* _To be done_
Extract every line of the material that contains the string "dslr", treating uppercase and lowercase as different.

[Rows from a dataset]
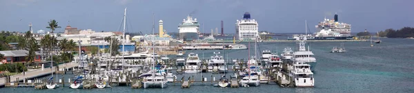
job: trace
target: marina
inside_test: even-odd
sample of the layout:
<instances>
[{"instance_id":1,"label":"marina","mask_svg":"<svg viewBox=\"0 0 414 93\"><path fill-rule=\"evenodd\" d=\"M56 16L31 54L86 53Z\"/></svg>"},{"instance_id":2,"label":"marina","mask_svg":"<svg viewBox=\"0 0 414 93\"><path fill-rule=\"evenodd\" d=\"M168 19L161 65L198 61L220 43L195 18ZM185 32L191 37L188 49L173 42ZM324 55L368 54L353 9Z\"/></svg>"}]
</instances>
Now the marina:
<instances>
[{"instance_id":1,"label":"marina","mask_svg":"<svg viewBox=\"0 0 414 93\"><path fill-rule=\"evenodd\" d=\"M413 14L379 8L395 1L1 2L5 93L414 90L414 28L393 28Z\"/></svg>"}]
</instances>

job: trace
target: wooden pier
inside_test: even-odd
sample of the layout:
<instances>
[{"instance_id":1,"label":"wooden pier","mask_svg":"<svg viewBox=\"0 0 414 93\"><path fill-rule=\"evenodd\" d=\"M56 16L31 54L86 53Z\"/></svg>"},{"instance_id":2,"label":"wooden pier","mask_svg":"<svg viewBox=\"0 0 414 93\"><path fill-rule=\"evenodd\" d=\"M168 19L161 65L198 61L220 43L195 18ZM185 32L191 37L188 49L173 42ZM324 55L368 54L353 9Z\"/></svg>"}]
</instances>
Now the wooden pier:
<instances>
[{"instance_id":1,"label":"wooden pier","mask_svg":"<svg viewBox=\"0 0 414 93\"><path fill-rule=\"evenodd\" d=\"M63 63L63 64L59 65L59 68L72 68L77 67L77 66L78 66L78 64L75 63ZM17 81L23 81L23 80L27 79L33 79L33 78L36 78L38 76L50 74L52 73L52 69L54 69L53 70L54 72L56 72L56 67L53 67L52 68L39 68L39 69L36 69L32 71L28 71L26 72L26 74L18 74L16 75L10 76L10 79L8 79L8 81L6 81L8 79L6 79L6 77L0 78L0 86L6 85L6 83L14 83L14 82L17 82ZM14 80L14 79L17 79Z\"/></svg>"}]
</instances>

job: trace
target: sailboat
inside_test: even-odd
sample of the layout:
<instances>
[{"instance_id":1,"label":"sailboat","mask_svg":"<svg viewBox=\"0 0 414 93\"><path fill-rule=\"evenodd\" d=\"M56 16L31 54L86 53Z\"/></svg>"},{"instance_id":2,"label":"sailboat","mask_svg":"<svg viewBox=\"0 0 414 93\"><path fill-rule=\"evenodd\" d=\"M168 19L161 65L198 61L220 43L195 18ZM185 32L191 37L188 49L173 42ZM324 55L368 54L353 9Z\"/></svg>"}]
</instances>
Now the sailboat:
<instances>
[{"instance_id":1,"label":"sailboat","mask_svg":"<svg viewBox=\"0 0 414 93\"><path fill-rule=\"evenodd\" d=\"M52 44L52 43L51 43L50 44ZM48 80L48 83L46 84L46 87L48 89L55 89L57 87L57 85L56 84L56 83L53 82L53 57L50 58L51 61L51 64L50 64L50 68L52 69L51 72L52 72L52 77L49 78L49 80Z\"/></svg>"},{"instance_id":2,"label":"sailboat","mask_svg":"<svg viewBox=\"0 0 414 93\"><path fill-rule=\"evenodd\" d=\"M381 43L381 40L379 40L379 34L377 32L377 40L374 41L375 43Z\"/></svg>"},{"instance_id":3,"label":"sailboat","mask_svg":"<svg viewBox=\"0 0 414 93\"><path fill-rule=\"evenodd\" d=\"M73 83L70 84L70 88L78 89L82 88L83 87L83 83L82 82L83 76L78 76L75 81Z\"/></svg>"},{"instance_id":4,"label":"sailboat","mask_svg":"<svg viewBox=\"0 0 414 93\"><path fill-rule=\"evenodd\" d=\"M372 36L371 37L371 41L370 41L370 42L371 42L371 47L373 47L374 45L373 45L373 37Z\"/></svg>"},{"instance_id":5,"label":"sailboat","mask_svg":"<svg viewBox=\"0 0 414 93\"><path fill-rule=\"evenodd\" d=\"M257 56L256 51L256 42L255 42L255 55ZM249 42L250 47L250 42ZM249 56L250 56L250 48L249 48ZM246 74L244 77L240 80L240 84L244 87L248 87L250 85L259 86L260 85L260 80L259 79L259 74L261 74L259 67L257 66L257 62L256 56L252 56L248 61L248 69L246 70Z\"/></svg>"},{"instance_id":6,"label":"sailboat","mask_svg":"<svg viewBox=\"0 0 414 93\"><path fill-rule=\"evenodd\" d=\"M225 66L224 68L227 68L227 63L226 63L226 60L224 61L224 66ZM220 86L221 87L226 87L228 86L228 85L230 85L228 79L227 78L226 78L226 70L224 70L224 75L222 76L221 78L219 80L219 86Z\"/></svg>"},{"instance_id":7,"label":"sailboat","mask_svg":"<svg viewBox=\"0 0 414 93\"><path fill-rule=\"evenodd\" d=\"M153 17L154 15L152 14L152 19L154 19ZM152 23L152 34L154 33L154 29L155 29L155 25L154 25L154 22ZM155 56L154 54L155 54L155 51L154 50L154 38L152 38L152 56ZM154 60L154 61L152 61L152 74L150 74L150 76L147 76L145 77L144 79L144 88L148 88L152 86L155 86L155 87L160 87L161 88L164 88L167 87L167 82L168 81L166 80L166 79L165 78L165 76L163 76L163 74L161 75L157 75L155 74L155 72L157 72L157 70L155 69L155 61L157 60Z\"/></svg>"}]
</instances>

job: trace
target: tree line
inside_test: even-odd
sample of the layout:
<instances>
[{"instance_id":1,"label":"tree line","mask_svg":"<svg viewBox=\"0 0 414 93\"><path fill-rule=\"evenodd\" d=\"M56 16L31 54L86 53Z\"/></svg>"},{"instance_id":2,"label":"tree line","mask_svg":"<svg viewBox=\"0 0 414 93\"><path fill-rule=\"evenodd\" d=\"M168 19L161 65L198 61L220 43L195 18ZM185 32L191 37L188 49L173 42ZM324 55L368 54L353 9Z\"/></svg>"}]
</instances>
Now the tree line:
<instances>
[{"instance_id":1,"label":"tree line","mask_svg":"<svg viewBox=\"0 0 414 93\"><path fill-rule=\"evenodd\" d=\"M404 27L400 30L392 28L386 29L384 31L379 31L377 34L380 37L388 38L408 38L414 37L414 28Z\"/></svg>"}]
</instances>

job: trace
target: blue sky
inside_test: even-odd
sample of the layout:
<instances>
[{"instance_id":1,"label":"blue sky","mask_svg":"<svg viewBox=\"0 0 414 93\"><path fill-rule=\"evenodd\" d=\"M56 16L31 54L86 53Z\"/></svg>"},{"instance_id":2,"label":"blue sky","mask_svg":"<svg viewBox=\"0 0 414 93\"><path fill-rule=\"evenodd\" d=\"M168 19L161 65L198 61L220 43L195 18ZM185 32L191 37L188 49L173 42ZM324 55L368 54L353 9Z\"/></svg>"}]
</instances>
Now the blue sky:
<instances>
[{"instance_id":1,"label":"blue sky","mask_svg":"<svg viewBox=\"0 0 414 93\"><path fill-rule=\"evenodd\" d=\"M155 24L164 22L168 32L178 32L177 25L193 12L204 23L206 32L220 28L235 33L235 23L245 12L257 20L259 30L273 32L304 32L305 20L312 32L324 17L352 25L352 32L367 29L376 32L387 28L414 27L412 0L1 0L0 30L27 31L32 23L34 31L47 30L50 19L63 28L70 24L79 29L96 31L119 30L124 8L128 8L129 32L150 33L152 12ZM155 31L158 30L155 26ZM201 31L203 28L201 27Z\"/></svg>"}]
</instances>

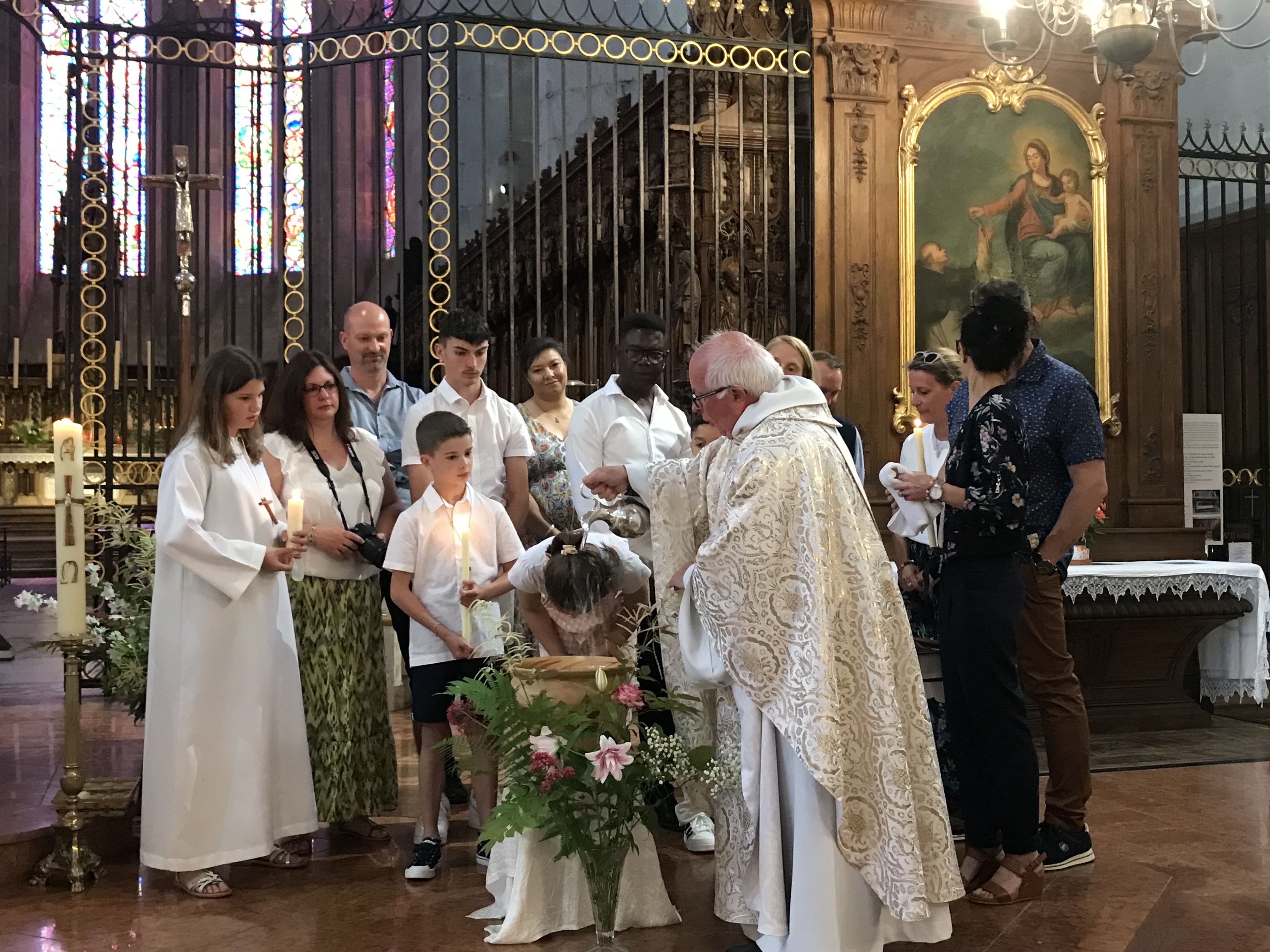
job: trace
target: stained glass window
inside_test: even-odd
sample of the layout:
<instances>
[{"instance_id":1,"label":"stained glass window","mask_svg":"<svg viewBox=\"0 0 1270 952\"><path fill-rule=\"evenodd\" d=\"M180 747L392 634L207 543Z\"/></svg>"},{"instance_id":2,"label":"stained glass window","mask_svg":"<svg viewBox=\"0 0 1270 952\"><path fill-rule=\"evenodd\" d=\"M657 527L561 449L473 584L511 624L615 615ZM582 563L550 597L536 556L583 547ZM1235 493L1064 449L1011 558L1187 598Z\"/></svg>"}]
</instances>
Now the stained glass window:
<instances>
[{"instance_id":1,"label":"stained glass window","mask_svg":"<svg viewBox=\"0 0 1270 952\"><path fill-rule=\"evenodd\" d=\"M146 22L146 0L98 0L103 23ZM123 42L123 37L117 37ZM119 225L119 272L142 274L146 269L146 65L126 58L109 67L109 136L105 142L110 164L110 193Z\"/></svg>"},{"instance_id":2,"label":"stained glass window","mask_svg":"<svg viewBox=\"0 0 1270 952\"><path fill-rule=\"evenodd\" d=\"M273 270L273 50L239 43L234 62L234 273L258 274Z\"/></svg>"},{"instance_id":3,"label":"stained glass window","mask_svg":"<svg viewBox=\"0 0 1270 952\"><path fill-rule=\"evenodd\" d=\"M309 33L309 0L282 0L282 34ZM305 90L300 43L282 48L282 260L288 272L305 267Z\"/></svg>"},{"instance_id":4,"label":"stained glass window","mask_svg":"<svg viewBox=\"0 0 1270 952\"><path fill-rule=\"evenodd\" d=\"M384 0L384 19L392 20L394 0ZM395 60L384 61L384 256L396 254L396 88Z\"/></svg>"},{"instance_id":5,"label":"stained glass window","mask_svg":"<svg viewBox=\"0 0 1270 952\"><path fill-rule=\"evenodd\" d=\"M97 0L84 10L103 23L146 22L145 0ZM71 112L66 95L70 33L52 15L41 17L44 48L39 88L39 270L53 268L53 226L66 190L67 162L74 155ZM89 34L90 44L107 34ZM121 38L122 42L122 38ZM141 176L146 166L146 65L114 60L107 74L102 100L102 147L110 169L110 195L119 226L119 270L141 274L146 268L146 194Z\"/></svg>"},{"instance_id":6,"label":"stained glass window","mask_svg":"<svg viewBox=\"0 0 1270 952\"><path fill-rule=\"evenodd\" d=\"M39 18L44 48L69 50L70 34L52 14ZM39 270L53 270L53 226L66 190L70 159L70 109L66 100L66 71L70 57L44 53L39 57Z\"/></svg>"}]
</instances>

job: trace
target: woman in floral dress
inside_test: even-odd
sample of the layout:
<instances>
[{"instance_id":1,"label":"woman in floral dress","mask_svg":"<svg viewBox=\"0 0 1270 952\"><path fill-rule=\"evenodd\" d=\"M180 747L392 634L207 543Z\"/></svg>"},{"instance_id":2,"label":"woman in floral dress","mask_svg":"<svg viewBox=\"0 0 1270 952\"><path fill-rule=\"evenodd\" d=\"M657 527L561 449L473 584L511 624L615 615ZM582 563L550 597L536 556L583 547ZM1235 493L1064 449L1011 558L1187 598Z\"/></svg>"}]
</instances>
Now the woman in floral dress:
<instances>
[{"instance_id":1,"label":"woman in floral dress","mask_svg":"<svg viewBox=\"0 0 1270 952\"><path fill-rule=\"evenodd\" d=\"M521 348L521 371L533 396L519 405L533 443L530 457L530 515L525 534L538 542L558 532L578 528L569 473L564 467L564 438L569 435L574 401L565 392L569 364L564 344L551 338L533 338Z\"/></svg>"}]
</instances>

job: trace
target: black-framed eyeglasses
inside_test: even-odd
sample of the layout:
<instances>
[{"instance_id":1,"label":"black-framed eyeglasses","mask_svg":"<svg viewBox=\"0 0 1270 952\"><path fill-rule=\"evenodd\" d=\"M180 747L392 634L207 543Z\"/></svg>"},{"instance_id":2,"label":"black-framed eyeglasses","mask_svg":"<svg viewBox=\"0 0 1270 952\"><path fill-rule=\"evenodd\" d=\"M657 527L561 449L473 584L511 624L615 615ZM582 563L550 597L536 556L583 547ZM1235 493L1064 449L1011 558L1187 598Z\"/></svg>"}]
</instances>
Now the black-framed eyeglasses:
<instances>
[{"instance_id":1,"label":"black-framed eyeglasses","mask_svg":"<svg viewBox=\"0 0 1270 952\"><path fill-rule=\"evenodd\" d=\"M641 363L645 367L655 367L659 363L665 363L665 352L654 350L652 348L644 347L626 347L622 348L622 353L631 363Z\"/></svg>"},{"instance_id":2,"label":"black-framed eyeglasses","mask_svg":"<svg viewBox=\"0 0 1270 952\"><path fill-rule=\"evenodd\" d=\"M719 393L723 393L725 390L732 390L732 385L729 383L726 387L719 387L718 390L711 390L709 393L693 393L692 395L692 411L693 413L700 413L701 411L701 404L704 404L706 400L709 400L712 396L718 396Z\"/></svg>"}]
</instances>

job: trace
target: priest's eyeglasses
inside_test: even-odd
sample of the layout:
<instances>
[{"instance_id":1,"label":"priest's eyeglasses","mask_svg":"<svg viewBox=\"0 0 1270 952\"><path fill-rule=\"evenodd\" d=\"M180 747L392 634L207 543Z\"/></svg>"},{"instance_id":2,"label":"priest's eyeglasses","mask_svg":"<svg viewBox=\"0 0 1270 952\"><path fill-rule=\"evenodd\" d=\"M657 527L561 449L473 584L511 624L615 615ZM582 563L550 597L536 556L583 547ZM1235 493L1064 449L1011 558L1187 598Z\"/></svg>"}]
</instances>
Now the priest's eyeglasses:
<instances>
[{"instance_id":1,"label":"priest's eyeglasses","mask_svg":"<svg viewBox=\"0 0 1270 952\"><path fill-rule=\"evenodd\" d=\"M729 383L725 387L719 387L716 390L711 390L709 393L693 393L692 395L692 413L700 413L701 411L701 404L704 404L706 400L709 400L712 396L718 396L719 393L723 393L725 390L732 390L732 385Z\"/></svg>"}]
</instances>

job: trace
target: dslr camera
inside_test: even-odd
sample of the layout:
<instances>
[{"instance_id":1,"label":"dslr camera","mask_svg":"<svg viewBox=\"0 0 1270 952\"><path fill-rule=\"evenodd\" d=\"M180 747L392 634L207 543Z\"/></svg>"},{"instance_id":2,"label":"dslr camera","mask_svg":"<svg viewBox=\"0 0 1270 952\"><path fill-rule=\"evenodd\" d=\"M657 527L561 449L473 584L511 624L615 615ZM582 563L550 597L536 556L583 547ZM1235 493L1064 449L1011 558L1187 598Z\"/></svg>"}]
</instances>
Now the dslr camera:
<instances>
[{"instance_id":1,"label":"dslr camera","mask_svg":"<svg viewBox=\"0 0 1270 952\"><path fill-rule=\"evenodd\" d=\"M362 553L362 559L373 565L376 569L384 567L384 557L389 553L389 543L380 538L375 527L368 522L359 522L357 526L349 529L356 536L359 536L362 542L358 545L357 551Z\"/></svg>"}]
</instances>

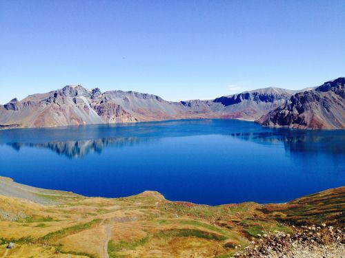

* _Task solution_
target: dslr camera
[{"instance_id":1,"label":"dslr camera","mask_svg":"<svg viewBox=\"0 0 1270 952\"><path fill-rule=\"evenodd\" d=\"M180 747L392 634L207 543Z\"/></svg>"},{"instance_id":2,"label":"dslr camera","mask_svg":"<svg viewBox=\"0 0 1270 952\"><path fill-rule=\"evenodd\" d=\"M657 527L561 449L473 584L511 624L615 615ZM582 563L550 597L536 556L583 547ZM1235 493L1064 449L1011 558L1187 598Z\"/></svg>"}]
Now the dslr camera:
[{"instance_id":1,"label":"dslr camera","mask_svg":"<svg viewBox=\"0 0 1270 952\"><path fill-rule=\"evenodd\" d=\"M362 553L362 559L373 565L376 569L384 567L384 557L389 553L389 543L380 538L375 527L368 522L359 522L357 526L349 529L356 536L359 536L362 542L358 545L357 551Z\"/></svg>"}]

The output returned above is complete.